**Document text**
• • •

How to Make Flaky Crust Every Time
Mix the Dry Ingredients
Measure the flour, sugar, and salt into the bowl of a food processor and blend well. You don’t have to use a processor to make the dough, but it is a fast and efficient way to cut the butter into the flour, producing perfect-size butter pieces in seconds.
Cut in the Butter
The most important thing to remember when making all-butter pie dough is to keep the butter cold. The drawback to using butter is its low melting point (about 94°F), which means that the heat from your fingers can melt the butter, allowing it to blend with the flour during the mixing and rolling stages rather than remaining separate. If there’s no separation, there are no flakes. So, keep it cold. Cut the butter into pieces and freeze them for 20 minutes before beginning and use a food processor to cut in the butter quickly. Add the frozen butter pieces to the processor and pulse (1 second each) until the mixture looks shaggy and resembles crushed crackers. It is easy to go too far, so check the texture every 3 or 4 pulses. Another reason to use the processor is that its speed means the butter will stay cold as long as possible. You can cut the butter into the flour by hand using your fingers or a pastry blender, but remember to work quickly and set the bowl in the refrigerator if the butter begins to soften.
Add the Water
Many recipes say the butter should be cut into pea size pieces before adding the water. I prefer larger pieces. As you pulse in the water, you also continue to cut the butter into smaller and smaller pieces. If you start with larger pieces, you will end with pea sizes once all of the water is added. Remember butter disks when rolling are the key to a flaky crust. Test for moisture content as you add your water (see below). Too little water and the dough will be crumbly and difficult to roll. Too much water and the dough will be sticky and shrink in the oven.
Test the Dough
Grab a handful of shaggy crumbs and squeeze them together in your hand. When you open your fingers, the dough should hold together in a moist, but not sticky, mass. The dough should release easily from your hand. If clumps of dough or patches of flour fall through your fingers, the dough needs more water. If the dough tests too wet and sticky, it is best to begin again. By the time you add enough flour into the dough to achieve the right consistency, the gluten will have strengthened, and the dough will be tough. Your butter pieces will also become too small. You can always add more water, therefore, err on the side of dryness.
Knead the Dough
Turn the dough clumps out onto a lightly floured surface and gently knead them together. It will take between 3 and 6 kneads to bring the clumps into a dough. If it crumbles or falls apart, it’s still too dry. Place the dough in a mixing bowl and add additional cold water. If at any time during the pie making process you notice that the butter is getting soft or squishy, immediately stop what you are doing and transfer the mixture to the refrigerator or freezer for 15 minutes to firm it up again. I use a silicone rolling mat when making crust. If at any time I need to transfer my dough, I can easily transport the mat into the fridge or freezer.

• • •

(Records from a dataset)

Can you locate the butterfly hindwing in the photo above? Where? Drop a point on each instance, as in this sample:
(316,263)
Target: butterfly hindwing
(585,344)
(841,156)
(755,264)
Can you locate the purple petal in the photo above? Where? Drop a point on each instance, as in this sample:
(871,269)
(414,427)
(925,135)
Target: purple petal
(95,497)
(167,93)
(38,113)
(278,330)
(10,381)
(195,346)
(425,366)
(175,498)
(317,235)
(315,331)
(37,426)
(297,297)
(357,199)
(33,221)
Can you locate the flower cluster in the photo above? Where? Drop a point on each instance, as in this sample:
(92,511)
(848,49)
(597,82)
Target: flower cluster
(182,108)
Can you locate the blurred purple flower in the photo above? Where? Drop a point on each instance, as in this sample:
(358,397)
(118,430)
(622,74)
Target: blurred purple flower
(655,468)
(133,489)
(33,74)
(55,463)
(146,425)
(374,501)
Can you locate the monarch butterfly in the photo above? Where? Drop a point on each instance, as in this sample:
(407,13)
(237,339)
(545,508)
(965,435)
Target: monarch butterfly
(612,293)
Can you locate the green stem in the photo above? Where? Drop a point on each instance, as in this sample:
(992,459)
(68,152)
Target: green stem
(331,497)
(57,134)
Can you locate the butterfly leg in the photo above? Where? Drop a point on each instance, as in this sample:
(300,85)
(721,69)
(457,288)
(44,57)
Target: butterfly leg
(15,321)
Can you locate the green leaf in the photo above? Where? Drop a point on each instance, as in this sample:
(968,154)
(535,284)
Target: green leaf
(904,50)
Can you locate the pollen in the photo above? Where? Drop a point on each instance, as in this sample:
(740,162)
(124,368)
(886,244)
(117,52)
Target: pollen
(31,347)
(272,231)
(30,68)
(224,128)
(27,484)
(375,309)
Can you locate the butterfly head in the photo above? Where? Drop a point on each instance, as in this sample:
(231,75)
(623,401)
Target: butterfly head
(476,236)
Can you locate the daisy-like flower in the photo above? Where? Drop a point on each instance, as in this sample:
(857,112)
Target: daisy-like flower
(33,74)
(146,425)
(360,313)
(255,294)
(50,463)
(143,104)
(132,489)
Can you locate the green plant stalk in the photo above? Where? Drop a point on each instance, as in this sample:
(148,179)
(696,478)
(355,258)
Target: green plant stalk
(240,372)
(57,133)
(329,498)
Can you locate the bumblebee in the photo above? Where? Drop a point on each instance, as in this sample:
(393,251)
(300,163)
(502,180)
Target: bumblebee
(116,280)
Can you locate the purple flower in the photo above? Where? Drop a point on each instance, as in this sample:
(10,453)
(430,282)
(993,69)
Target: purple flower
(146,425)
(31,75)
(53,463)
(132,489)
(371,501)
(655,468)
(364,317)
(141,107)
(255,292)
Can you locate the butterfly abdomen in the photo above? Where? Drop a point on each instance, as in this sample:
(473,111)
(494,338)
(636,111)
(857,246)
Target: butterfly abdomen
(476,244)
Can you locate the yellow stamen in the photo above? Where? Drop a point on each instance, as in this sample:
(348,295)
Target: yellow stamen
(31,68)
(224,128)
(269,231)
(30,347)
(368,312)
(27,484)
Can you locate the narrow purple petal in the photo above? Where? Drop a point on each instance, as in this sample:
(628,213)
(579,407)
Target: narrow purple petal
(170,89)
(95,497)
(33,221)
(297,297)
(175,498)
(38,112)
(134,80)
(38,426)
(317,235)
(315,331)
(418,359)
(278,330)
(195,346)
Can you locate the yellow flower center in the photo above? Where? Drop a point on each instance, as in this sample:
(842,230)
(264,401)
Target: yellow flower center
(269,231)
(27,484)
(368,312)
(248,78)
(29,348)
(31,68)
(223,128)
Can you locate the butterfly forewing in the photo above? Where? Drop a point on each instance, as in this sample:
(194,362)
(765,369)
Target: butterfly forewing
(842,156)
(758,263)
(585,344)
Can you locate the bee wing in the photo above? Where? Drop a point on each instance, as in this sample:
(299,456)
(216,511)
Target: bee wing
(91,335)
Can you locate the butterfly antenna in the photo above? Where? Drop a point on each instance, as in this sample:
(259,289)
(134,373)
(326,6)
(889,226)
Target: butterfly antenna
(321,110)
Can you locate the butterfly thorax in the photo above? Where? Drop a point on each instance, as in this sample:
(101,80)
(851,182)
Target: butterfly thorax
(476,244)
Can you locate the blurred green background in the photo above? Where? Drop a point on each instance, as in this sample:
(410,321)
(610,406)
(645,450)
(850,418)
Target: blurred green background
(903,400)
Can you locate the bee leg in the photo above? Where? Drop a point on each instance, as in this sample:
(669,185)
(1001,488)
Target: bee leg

• • •

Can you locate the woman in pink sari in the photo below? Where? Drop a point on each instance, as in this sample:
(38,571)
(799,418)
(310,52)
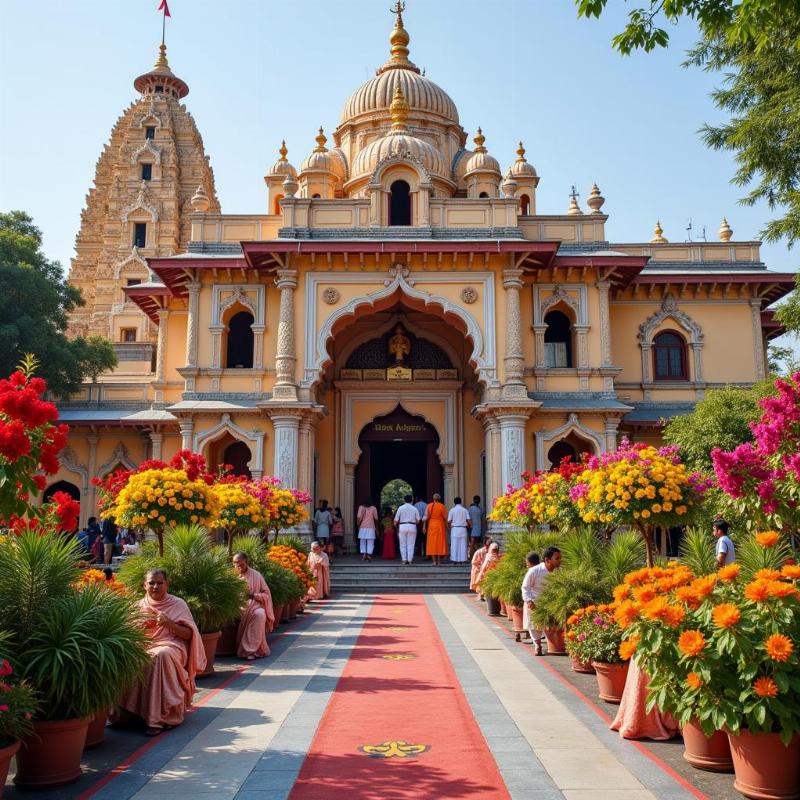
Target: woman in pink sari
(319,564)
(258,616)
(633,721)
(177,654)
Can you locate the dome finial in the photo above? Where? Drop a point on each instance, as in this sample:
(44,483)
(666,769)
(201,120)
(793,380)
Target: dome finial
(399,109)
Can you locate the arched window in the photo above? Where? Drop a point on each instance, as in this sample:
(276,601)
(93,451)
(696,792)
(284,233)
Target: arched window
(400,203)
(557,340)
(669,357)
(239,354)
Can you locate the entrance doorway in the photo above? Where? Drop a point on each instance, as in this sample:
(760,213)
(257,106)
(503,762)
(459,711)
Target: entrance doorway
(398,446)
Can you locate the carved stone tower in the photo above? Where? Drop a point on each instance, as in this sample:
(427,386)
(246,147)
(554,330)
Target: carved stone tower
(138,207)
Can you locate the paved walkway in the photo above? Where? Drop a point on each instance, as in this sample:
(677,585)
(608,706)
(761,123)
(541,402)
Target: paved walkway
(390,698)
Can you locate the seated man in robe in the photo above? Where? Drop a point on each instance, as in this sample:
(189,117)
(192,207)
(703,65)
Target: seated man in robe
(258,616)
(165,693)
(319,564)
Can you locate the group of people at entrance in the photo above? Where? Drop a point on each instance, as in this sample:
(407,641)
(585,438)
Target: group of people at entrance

• • •

**Request 1**
In the pie crust text, what is the approximate melting point of butter?
**Request 2**
Resume the pie crust text after its final sentence.

**Final answer 1**
About 94°F.

**Final answer 2**
Chill the Dough
Wrap the finished dough in parchment or plastic and refrigerate for 30 minutes. This resting time allows the gluten strands to relax and the dough to finish hydrating. Plus, it firms up the butter. Shape the dough into a round and flatten to about ¾ inch thick. If you have a square or rectangular pan, shape the dough into a square rather than a circle. The correct beginning shape make rolling the dough easier into the desired finished product. After the 30 minutes, follow your recipe as directed.
Flaky Pie Dough
Yield: 1, 9-inch pie shell
4 ounces cold unsalted butter, cut into 1/2-inch pieces
3 to 4 tablespoons cold water
1/4 cup unbleached pastry or cake flour*
1 cup unbleached all-purpose flour
1-1/2 teaspoons granulated sugar (omit for a savory crust)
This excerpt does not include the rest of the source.